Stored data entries
##############################

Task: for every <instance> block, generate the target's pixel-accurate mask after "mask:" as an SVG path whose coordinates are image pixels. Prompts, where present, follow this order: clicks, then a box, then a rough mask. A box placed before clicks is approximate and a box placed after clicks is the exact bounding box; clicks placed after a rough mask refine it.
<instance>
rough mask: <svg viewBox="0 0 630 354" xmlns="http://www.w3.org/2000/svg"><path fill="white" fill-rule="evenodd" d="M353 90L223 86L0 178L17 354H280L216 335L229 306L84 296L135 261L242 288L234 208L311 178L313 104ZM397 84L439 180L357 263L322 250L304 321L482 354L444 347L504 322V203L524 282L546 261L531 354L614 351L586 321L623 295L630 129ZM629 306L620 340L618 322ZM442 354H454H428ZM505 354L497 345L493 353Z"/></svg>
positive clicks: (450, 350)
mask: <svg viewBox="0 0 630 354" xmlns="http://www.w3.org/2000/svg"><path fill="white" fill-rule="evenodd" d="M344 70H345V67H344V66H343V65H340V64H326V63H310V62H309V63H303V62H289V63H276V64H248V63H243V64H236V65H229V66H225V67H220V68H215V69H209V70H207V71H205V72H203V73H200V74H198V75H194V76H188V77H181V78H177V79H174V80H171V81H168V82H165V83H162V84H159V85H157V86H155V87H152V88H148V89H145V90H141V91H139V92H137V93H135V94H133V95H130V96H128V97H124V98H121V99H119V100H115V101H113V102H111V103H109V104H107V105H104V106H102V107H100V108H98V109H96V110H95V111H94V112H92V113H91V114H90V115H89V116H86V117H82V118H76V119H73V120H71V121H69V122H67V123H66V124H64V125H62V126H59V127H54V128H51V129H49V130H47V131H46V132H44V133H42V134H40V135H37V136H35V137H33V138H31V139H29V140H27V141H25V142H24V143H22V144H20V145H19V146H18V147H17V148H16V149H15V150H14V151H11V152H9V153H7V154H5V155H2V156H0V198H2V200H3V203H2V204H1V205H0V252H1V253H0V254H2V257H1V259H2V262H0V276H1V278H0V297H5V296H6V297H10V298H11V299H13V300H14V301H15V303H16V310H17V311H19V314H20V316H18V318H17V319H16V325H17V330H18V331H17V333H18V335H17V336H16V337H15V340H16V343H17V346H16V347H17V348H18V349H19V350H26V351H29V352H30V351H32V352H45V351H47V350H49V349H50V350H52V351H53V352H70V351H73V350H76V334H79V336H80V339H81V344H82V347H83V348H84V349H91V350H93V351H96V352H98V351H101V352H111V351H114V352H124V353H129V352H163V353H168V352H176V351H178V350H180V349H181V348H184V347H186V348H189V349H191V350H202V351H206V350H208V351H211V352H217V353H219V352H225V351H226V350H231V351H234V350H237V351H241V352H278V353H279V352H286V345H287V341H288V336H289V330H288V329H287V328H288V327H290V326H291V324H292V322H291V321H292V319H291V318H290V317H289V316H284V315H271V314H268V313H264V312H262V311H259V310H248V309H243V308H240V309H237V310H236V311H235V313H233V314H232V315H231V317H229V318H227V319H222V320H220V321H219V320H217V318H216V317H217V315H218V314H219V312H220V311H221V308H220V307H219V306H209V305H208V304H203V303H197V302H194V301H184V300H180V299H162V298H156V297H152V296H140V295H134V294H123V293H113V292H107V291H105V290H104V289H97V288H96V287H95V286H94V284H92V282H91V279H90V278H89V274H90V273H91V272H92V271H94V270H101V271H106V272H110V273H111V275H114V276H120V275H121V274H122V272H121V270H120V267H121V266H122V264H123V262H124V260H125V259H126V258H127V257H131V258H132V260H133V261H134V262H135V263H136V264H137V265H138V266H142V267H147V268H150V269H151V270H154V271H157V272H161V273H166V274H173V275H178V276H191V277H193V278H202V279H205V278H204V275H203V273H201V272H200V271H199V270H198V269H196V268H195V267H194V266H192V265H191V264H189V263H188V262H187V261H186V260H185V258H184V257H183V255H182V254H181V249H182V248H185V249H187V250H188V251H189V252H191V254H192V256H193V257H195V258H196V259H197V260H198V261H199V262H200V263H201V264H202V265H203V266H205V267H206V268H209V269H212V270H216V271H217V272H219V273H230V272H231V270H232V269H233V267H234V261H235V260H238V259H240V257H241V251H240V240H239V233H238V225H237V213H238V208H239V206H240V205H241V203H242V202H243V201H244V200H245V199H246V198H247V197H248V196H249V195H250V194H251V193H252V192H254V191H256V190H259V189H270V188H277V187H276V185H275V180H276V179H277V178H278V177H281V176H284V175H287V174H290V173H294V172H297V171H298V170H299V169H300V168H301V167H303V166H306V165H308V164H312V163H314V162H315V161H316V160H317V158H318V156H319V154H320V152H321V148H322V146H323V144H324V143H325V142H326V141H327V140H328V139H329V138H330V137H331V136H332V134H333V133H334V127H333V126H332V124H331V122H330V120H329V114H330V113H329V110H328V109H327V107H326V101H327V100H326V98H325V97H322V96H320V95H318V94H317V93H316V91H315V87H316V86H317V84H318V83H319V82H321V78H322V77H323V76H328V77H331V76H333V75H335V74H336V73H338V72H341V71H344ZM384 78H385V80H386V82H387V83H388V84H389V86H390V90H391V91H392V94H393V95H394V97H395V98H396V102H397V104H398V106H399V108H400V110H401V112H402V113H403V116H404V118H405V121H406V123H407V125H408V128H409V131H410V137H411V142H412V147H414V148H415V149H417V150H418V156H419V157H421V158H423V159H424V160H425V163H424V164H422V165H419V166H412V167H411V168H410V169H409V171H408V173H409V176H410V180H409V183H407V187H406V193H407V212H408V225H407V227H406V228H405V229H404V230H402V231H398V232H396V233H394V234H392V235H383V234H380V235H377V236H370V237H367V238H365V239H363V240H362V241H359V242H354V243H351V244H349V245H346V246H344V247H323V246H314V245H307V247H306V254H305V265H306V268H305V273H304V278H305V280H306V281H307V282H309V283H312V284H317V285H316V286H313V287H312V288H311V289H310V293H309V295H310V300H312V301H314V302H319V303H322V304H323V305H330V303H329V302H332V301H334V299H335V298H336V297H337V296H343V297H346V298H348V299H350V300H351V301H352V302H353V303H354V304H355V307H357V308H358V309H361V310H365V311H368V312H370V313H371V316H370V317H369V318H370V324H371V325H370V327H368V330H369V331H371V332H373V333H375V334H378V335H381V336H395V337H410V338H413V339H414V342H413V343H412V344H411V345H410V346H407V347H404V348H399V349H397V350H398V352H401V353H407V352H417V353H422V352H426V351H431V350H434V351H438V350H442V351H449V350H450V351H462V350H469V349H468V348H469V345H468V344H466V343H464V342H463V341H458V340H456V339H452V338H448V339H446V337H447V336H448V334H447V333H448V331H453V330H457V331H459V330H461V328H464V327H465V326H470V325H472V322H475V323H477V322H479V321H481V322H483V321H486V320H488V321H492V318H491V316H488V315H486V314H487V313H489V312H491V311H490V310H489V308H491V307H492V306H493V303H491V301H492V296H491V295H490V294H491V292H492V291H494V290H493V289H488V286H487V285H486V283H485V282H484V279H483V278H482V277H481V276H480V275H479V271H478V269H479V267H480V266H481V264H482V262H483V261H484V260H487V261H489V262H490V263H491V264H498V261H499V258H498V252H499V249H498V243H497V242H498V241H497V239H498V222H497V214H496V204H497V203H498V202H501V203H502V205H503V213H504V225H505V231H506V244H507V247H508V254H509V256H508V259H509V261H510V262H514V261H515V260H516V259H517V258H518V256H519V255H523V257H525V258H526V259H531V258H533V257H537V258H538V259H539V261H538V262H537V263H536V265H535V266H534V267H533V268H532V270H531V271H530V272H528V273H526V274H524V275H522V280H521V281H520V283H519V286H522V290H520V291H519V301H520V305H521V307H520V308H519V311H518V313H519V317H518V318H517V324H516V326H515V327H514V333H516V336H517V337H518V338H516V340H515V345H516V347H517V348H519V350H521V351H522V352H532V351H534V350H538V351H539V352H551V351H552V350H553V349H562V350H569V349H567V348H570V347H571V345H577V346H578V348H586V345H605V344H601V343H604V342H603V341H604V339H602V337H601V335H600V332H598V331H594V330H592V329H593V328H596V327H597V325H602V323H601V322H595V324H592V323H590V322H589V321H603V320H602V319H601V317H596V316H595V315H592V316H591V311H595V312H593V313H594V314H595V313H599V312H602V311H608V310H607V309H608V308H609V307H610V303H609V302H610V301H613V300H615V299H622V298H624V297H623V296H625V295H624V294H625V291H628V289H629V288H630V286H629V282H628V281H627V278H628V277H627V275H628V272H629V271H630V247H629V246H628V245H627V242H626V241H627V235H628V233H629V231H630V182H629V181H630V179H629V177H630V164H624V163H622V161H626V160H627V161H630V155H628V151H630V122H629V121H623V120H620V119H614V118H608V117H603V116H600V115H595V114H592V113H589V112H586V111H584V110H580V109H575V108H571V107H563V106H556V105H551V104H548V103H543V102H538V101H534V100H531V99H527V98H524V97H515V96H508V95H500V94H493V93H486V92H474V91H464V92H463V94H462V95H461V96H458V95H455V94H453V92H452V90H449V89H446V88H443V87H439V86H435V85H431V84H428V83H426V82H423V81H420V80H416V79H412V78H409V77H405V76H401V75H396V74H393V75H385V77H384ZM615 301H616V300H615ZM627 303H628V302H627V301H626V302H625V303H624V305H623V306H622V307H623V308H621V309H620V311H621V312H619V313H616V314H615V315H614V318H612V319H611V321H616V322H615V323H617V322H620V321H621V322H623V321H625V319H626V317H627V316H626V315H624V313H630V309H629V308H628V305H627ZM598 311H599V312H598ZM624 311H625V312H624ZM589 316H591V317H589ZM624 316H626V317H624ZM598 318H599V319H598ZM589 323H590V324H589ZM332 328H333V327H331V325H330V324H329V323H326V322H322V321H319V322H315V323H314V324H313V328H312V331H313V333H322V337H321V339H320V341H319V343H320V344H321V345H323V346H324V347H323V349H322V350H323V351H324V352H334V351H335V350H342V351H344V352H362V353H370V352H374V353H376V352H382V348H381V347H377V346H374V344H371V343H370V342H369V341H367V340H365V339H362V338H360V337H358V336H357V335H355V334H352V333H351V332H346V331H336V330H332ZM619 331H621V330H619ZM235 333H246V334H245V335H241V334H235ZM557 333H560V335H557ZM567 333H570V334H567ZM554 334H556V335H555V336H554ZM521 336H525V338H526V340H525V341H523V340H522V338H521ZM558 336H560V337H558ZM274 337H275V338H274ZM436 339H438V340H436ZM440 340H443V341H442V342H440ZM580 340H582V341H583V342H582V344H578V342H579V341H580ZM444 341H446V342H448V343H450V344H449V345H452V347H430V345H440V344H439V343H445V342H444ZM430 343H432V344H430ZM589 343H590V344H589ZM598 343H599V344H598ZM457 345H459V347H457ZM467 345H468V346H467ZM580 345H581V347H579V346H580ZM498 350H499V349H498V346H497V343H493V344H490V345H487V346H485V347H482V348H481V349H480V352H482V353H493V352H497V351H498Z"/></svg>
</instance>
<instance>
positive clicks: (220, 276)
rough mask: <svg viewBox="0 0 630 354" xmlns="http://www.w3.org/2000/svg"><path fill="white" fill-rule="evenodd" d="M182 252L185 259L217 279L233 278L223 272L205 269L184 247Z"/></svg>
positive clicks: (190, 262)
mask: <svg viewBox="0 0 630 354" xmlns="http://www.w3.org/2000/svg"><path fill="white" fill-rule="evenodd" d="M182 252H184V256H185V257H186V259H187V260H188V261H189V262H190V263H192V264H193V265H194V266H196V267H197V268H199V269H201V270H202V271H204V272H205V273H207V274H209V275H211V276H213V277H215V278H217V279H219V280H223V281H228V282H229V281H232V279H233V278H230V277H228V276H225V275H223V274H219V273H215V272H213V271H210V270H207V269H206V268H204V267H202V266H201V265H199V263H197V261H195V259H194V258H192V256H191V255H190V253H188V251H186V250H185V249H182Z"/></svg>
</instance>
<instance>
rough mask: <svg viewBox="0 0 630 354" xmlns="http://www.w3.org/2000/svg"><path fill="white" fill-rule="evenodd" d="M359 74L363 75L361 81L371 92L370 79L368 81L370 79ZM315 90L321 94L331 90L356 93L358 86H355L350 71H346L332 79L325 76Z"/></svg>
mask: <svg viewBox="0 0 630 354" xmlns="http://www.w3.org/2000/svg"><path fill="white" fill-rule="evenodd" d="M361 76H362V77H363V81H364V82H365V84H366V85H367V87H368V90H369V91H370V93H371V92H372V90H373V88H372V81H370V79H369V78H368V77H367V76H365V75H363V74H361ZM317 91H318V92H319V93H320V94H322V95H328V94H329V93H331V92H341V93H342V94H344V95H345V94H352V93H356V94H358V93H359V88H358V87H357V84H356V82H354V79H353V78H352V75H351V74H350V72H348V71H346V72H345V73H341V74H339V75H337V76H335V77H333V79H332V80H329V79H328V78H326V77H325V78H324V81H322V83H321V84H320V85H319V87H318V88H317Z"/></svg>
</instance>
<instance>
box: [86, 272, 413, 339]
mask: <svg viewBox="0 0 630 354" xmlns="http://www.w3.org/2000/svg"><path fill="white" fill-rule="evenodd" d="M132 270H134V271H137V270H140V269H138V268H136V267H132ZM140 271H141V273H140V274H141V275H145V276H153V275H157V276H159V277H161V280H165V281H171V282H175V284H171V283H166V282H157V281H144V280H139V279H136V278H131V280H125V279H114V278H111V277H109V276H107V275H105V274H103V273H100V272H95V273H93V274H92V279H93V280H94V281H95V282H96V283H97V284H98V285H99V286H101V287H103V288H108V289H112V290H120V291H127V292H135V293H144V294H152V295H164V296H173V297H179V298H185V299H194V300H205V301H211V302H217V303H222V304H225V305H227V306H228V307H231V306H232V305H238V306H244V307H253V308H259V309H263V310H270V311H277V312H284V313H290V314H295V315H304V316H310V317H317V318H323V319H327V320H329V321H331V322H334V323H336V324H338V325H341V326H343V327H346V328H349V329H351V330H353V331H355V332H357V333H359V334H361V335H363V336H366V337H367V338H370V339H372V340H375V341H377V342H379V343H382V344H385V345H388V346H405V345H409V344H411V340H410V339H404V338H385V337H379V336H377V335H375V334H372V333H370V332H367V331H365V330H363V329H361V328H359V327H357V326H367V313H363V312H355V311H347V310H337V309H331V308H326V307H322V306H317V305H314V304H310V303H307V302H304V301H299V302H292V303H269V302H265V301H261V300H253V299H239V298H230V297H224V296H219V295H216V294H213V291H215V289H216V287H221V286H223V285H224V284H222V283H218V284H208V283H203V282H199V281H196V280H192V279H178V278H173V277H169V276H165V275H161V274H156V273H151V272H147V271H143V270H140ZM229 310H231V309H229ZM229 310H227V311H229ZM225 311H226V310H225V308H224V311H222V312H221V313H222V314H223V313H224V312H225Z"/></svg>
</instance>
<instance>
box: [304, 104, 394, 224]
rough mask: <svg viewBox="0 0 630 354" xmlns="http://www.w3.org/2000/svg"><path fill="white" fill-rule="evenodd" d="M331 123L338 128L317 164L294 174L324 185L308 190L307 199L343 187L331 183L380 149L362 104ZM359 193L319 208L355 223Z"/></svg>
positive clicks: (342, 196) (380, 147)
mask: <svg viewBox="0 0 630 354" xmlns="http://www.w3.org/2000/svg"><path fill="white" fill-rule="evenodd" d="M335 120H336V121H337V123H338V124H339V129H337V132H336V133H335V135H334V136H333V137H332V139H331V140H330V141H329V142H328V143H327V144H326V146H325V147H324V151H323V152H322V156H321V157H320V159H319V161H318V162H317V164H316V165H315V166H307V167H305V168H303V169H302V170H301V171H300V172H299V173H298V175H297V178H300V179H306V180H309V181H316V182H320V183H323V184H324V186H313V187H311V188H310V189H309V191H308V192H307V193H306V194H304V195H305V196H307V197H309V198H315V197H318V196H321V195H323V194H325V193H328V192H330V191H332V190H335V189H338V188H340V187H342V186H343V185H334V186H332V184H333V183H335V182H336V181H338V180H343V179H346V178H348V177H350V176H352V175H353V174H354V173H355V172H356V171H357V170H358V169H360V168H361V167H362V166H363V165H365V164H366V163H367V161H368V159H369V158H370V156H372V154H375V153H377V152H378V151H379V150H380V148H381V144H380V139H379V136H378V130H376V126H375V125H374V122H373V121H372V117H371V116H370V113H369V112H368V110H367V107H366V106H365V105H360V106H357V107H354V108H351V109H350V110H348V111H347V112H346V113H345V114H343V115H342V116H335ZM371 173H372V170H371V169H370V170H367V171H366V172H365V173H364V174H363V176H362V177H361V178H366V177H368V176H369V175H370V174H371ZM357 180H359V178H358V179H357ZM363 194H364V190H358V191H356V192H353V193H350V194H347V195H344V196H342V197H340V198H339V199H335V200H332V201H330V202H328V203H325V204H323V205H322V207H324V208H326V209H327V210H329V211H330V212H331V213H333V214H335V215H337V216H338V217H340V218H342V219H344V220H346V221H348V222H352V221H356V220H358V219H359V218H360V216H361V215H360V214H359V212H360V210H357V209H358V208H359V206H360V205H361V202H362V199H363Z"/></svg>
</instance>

##############################

**YOUR OBJECTIVE:** An exact copy of the lines from the one holding "123L338 128L317 164L294" through the end of the data is the whole answer.

**ANSWER SPACE:**
rough mask: <svg viewBox="0 0 630 354" xmlns="http://www.w3.org/2000/svg"><path fill="white" fill-rule="evenodd" d="M331 123L338 128L317 164L294 174L324 185L308 190L307 199L343 187L331 183L380 149L362 104ZM359 193L319 208L355 223Z"/></svg>
positive clicks: (342, 196) (380, 147)
mask: <svg viewBox="0 0 630 354" xmlns="http://www.w3.org/2000/svg"><path fill="white" fill-rule="evenodd" d="M335 120H336V121H337V123H338V124H339V129H337V132H336V133H335V135H334V136H333V137H332V139H331V140H330V141H329V142H328V143H327V144H326V146H325V147H324V151H323V152H322V156H321V157H320V159H319V161H318V162H317V164H316V165H315V166H307V167H305V168H303V169H302V170H301V171H300V172H299V173H298V175H297V178H300V179H306V180H309V181H316V182H320V183H323V184H324V186H313V187H311V188H310V189H309V191H308V192H307V193H306V194H304V195H305V196H307V197H309V198H315V197H318V196H321V195H323V194H325V193H328V192H330V191H332V190H335V189H338V188H340V187H342V186H343V185H334V186H332V184H333V183H335V182H336V181H338V180H343V179H346V178H348V177H350V176H352V175H353V174H354V173H355V172H356V171H357V170H358V169H360V168H361V167H362V166H363V165H365V164H366V163H367V161H368V159H369V158H370V156H372V154H375V153H377V152H378V151H379V150H380V148H381V144H380V139H379V136H378V130H376V126H375V125H374V122H373V121H372V117H371V116H370V113H369V112H368V110H367V107H366V106H365V105H360V106H357V107H354V108H351V109H350V110H348V111H347V112H346V113H345V114H343V115H342V116H335ZM371 173H372V170H371V169H370V170H367V171H366V172H365V173H364V174H363V176H362V177H361V178H366V177H368V176H369V175H370V174H371ZM357 180H359V178H358V179H357ZM363 194H364V190H358V191H356V192H353V193H350V194H347V195H344V196H342V197H340V198H339V199H335V200H332V201H330V202H328V203H325V204H323V205H322V207H324V208H326V209H327V210H329V211H330V212H331V213H333V214H335V215H337V216H338V217H340V218H342V219H344V220H346V221H348V222H352V221H356V220H358V219H359V218H360V216H361V215H360V214H359V212H360V210H357V209H358V208H359V206H360V205H361V202H362V199H363Z"/></svg>
</instance>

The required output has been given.